▶ **SELECTED TEXT**:
• • • •

Mesothelioma Cancer Cells May Soon Glow Offering Hope for Early Detection
Researchers at Cornell University and Memorial Sloan-Kettering Cancer Center (MSKCC) have announced that the U.S. Food and Drug Administration has approved the first-in-human clinical trial of a new technology. Known as “Cornell Dots,” the unique nanoparticles glow brightly and can light up cancer cells in PET-optical imaging. This technology is a breakthrough for cancer diagnostic tools, and offers hope for early diagnosis of mesothelioma and many other cancers.
Currently, there is no reliable method for diagnosing mesothelioma until after symptoms appear and it has progressed to an advanced stage leaving the patient with life-threatening complications, and limited treatment options. Mesothelioma, caused by exposure to asbestos fibers, can be treated with some success through surgery, chemotherapy and radiation, however, the survival rate is often less than one year. Early detection, however, can positively influence a patient’s survival by increasing treatment options and improving their quality of life while battling the cancer
The findings, which were published in the Journal of Clinical Investigation, explain that although other similar nanoparticles have been identified, only Cornell Dots met the criteria needed to receive the FDA approval for an investigational new drug of its class. The dots are shown to be “tumor selective, nontoxic, and exhibit favorable targeting and clearance profiles.”
The ultra small, cancer-targeted, multimodal silica nanoparticles are coated with polyethylene glycol (PEG) so the body will not recognize them as foreign substance. The dots then stick to tumor cells through organic molecules that attach to the PEG shell. When the infrared light hits the dots, they “serve as a beacon” to identify the targeted cells.

• • • •

(Extracted data entries)

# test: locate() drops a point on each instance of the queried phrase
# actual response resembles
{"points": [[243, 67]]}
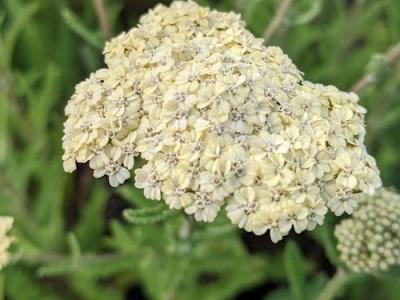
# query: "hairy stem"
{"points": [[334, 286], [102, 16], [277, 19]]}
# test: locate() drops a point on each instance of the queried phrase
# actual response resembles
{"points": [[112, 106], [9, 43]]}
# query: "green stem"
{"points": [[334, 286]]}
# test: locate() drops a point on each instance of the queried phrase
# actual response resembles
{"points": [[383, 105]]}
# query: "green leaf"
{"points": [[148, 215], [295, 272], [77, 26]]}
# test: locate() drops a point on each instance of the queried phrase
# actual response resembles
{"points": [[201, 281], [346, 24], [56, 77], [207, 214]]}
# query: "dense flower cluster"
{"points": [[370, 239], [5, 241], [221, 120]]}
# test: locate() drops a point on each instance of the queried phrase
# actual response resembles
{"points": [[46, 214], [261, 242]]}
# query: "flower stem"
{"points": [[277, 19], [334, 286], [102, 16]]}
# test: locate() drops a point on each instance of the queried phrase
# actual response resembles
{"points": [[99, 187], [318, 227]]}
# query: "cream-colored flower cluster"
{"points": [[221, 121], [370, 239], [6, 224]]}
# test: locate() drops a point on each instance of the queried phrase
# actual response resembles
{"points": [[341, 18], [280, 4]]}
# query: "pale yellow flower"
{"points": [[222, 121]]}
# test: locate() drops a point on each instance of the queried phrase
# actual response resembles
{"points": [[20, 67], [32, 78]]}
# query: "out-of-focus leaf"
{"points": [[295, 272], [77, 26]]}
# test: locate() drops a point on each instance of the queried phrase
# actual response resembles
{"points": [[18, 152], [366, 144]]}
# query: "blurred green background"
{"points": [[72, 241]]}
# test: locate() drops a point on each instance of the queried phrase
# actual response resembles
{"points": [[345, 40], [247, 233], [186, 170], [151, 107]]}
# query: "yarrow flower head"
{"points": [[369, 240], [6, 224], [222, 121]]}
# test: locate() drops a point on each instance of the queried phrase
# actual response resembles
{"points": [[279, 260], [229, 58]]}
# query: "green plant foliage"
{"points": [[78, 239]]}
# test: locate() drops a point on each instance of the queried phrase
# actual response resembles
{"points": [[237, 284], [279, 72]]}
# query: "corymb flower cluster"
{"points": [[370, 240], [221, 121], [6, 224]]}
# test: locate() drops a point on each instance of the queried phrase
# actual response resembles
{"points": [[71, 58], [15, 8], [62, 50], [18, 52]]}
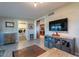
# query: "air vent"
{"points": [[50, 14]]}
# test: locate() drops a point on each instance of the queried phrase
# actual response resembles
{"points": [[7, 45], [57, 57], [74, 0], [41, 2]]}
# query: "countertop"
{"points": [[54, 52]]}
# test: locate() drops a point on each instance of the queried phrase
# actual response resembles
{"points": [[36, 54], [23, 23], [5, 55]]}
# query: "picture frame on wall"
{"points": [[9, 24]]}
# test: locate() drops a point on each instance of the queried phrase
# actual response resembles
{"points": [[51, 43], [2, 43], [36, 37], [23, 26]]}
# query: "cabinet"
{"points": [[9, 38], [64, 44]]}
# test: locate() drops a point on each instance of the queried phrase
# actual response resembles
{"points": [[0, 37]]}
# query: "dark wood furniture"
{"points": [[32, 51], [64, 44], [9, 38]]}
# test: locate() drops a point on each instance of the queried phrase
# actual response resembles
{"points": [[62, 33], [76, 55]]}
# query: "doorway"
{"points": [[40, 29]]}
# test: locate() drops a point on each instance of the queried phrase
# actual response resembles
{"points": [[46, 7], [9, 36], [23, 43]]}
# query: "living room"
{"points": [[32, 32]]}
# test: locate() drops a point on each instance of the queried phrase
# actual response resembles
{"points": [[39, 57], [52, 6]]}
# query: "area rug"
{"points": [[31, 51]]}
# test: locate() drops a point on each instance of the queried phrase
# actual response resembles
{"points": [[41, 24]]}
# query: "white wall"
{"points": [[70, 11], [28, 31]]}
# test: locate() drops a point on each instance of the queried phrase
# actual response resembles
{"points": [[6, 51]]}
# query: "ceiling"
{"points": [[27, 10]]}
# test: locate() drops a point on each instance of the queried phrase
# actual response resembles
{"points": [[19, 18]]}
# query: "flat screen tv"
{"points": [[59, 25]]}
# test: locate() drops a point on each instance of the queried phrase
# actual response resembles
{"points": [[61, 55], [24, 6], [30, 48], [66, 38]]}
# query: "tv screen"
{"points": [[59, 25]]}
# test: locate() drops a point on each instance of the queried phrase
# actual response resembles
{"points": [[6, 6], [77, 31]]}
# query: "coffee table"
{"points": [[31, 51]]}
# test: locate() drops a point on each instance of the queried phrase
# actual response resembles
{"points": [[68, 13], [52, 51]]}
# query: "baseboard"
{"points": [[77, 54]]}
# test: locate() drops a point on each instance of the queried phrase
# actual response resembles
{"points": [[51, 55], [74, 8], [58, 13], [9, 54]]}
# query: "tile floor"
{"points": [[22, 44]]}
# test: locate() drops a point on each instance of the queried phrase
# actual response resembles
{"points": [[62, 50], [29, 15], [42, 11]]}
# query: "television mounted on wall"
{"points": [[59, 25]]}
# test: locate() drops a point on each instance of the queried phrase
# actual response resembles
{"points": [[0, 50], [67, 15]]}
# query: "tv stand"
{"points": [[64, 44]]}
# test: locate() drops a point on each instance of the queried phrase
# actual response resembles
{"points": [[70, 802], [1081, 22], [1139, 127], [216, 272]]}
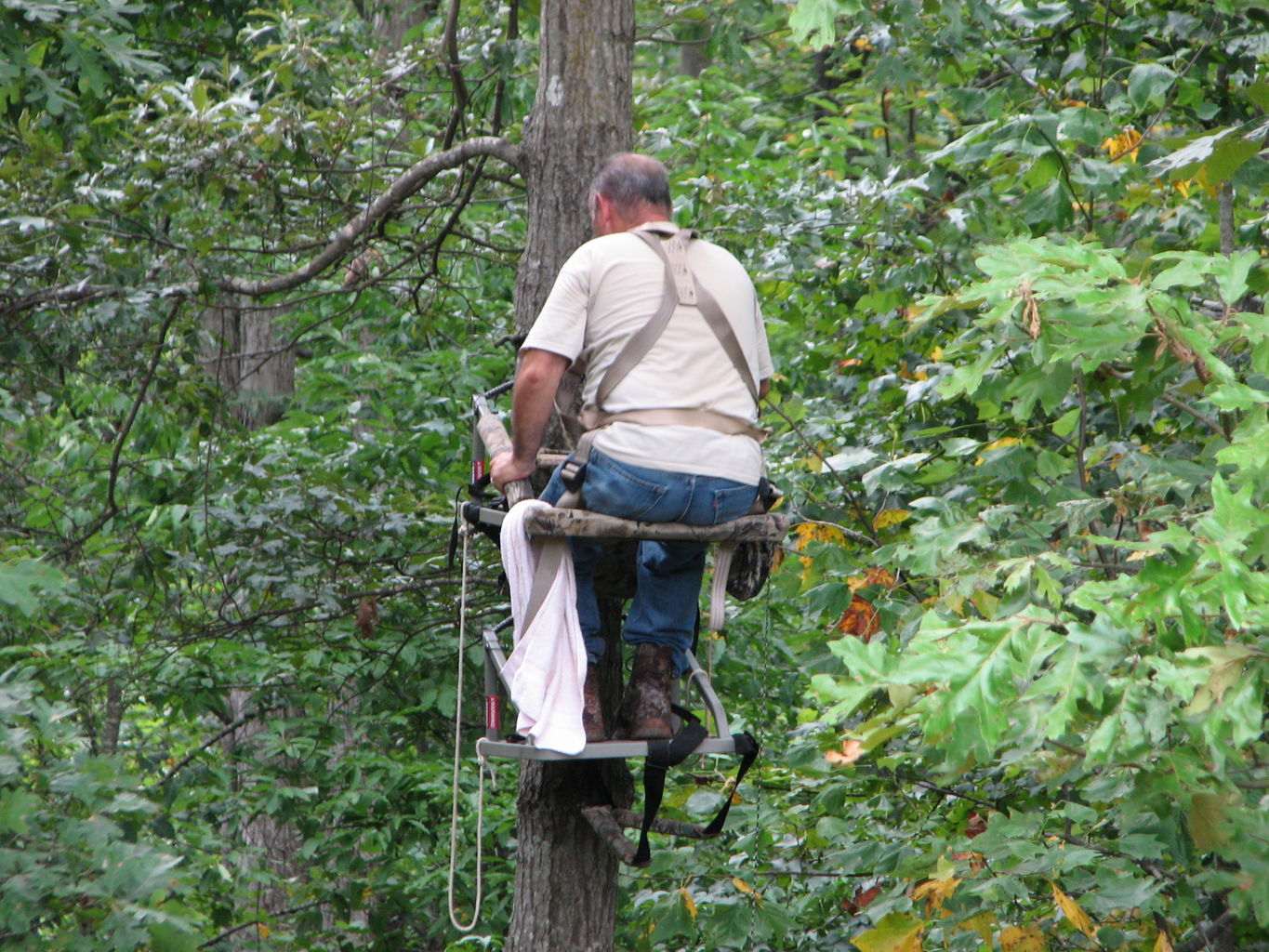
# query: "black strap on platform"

• • • •

▶ **LIST OF TASKS**:
(a) According to the Cornell Dots article, what coating keeps the body from recognizing the nanoparticles as a foreign substance?
(b) Return the passage of the Cornell Dots article from "The ultra small, cancer-targeted, multimodal" to "the targeted cells.", copied word for word.

▶ **TASK-BY-TASK SOLUTIONS**:
(a) Polyethylene glycol (PEG)

(b)
The ultra small, cancer-targeted, multimodal silica nanoparticles are coated with polyethylene glycol (PEG) so the body will not recognize them as foreign substance. The dots then stick to tumor cells through organic molecules that attach to the PEG shell. When the infrared light hits the dots, they “serve as a beacon” to identify the targeted cells.